======== Document section ========

An Explicit Confession Due the Church

Chapter 8

Evidence is overwhelming

“The Lord in His great mercy sent a most previous message to His people” in the 1888 message, a message that was intended to bring about the genuine revival and reformation of His people, and to swell into the “Loud Cry” (cf. TM 91). The people would have responded. There is no doubt about that. This is the true Church, and “Thy people shall be willing in the day of Thy power.” What happened? We dare not theorize, or rationalize. In 1888 Re-examined some 600 exhibits were used from the writings of Ellen G. White. Here is another one. This is also at present unpublished, and dated January 2, 1903, but it gives a direct answer, clear and unequivocal, as to what happened:

For many years I have carried a heavy burden for our institutions. I have borne many messages from God. Yet I knew that those for whom these messages were intended were not heeding them. Sometimes I have thought I would attend no more large gatherings of our people, for my messages seem to leave little impression on the minds of our leading brethren after the meetings have closed, although I bear a heavy burden, and go from the meeting pressed down as a cart beneath sheaves.

At this time when God’s people should be bearing a plain, clear message, filled with earnestness and power, many who have been appointed to preach the truth are departing from the faith.— Special Testimonies, Series B. No. 6.

How could it be that the post-1888 leadership “diligently fostered various ministerial Institutes in which Righteousness by Faith was stressed [and] fostered the study of the Spirit of Prophecy” and yet in reality exerted an influence that “spread like the leprosy, until it has tainted and corrupted the whole”? (Compare Movement of Destiny, page 363 and Ellen G. White Letter, May 31, 1896.) The following letter to Elder O. A. Olsen, dated February 2, 1896, helps to answer this question:

One night I was in Battle Creek [in vision of the night or dream] , and was bearing a decided testimony to the church. I was invited to attend a committee meeting, but I said, “No, I cannot trust my message to your committees. Not all of those who compose your committees have a vital connection with God, and they will not comprehend the message that God has given me to bear. The church must hear my message, and I must speak in language that cannot be misinterpreted in the same way that messages have been misinterpreted again and again in Battle Creek, so that men have been led to turn from the counsel of God, and to follow their own ideas and imaginations. You have evaded the true meaning of the message.”—”Norfolk Villa,” Prospect Street, Granville, N.S.W., Feb. 2, 1896.

======== Data excerpt ========

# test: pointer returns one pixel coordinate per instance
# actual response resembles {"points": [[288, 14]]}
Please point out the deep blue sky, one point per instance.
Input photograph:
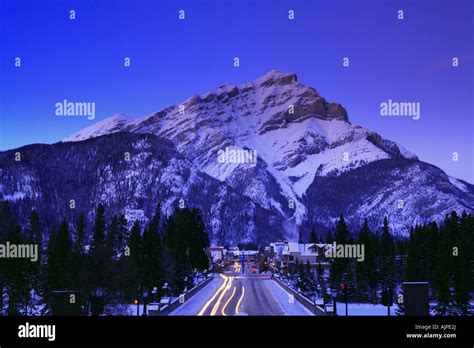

========

§ **Required work**: Extract the passage of the chapter on the 1888 message above, from "At this time" up to and including "Series B. No. 6.", word for word.

§ **Response below**:
At this time when God’s people should be bearing a plain, clear message, filled with earnestness and power, many who have been appointed to preach the truth are departing from the faith.— Special Testimonies, Series B. No. 6.